◆ **EXCERPTED TEXT**:

— Start —

>
>
> On 3 Feb 2020, at 14:04, Brandon Long via mailop wrote:
>
>> One of the main reasons I don't think we should use such long retries
>> is
>> that it violates user expectations.  Users often treat email as nearly
>> instantaneous, because it normally is... so taking hours or days of
>> actually failing without any quick indication to the user violates
>> that
>> expectation.
>
> This. Expectations have changes *a lot* over the years.
>
> For some pairs of correspondents, it's ok to wait a couple days for an
> email. For others, a message delayed more than a few hours is pointless.
>
> For bulk outbound email, we tend to see a queue that doesn't drain fast
> enough as a sign of trouble.
>

I've always made a point of educating people that email is not an SLA'd
service and the odd delay will happen. If people need a fast response they
need an interactive engagement - a phonecall.

— End —

◆ **THE TASKS**:
1. List every length of delay or waiting time mentioned in the email thread.
2. Express each line of the listing below as one string in a JSON list, leaving out any blank lines.

◆ **INPUT RECORDS**:
— Start —

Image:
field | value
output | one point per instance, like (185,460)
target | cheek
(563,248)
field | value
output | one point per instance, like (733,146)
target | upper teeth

— End —

◆ **CORRECT ANSWERS**:
1.
- hours
- days
- a couple days
- more than a few hours

2.
[
  "Image:",
  "field | value",
  "output | one point per instance, like (185,460)",
  "target | cheek",
  "(563,248)",
  "field | value",
  "output | one point per instance, like (733,146)",
  "target | upper teeth"
]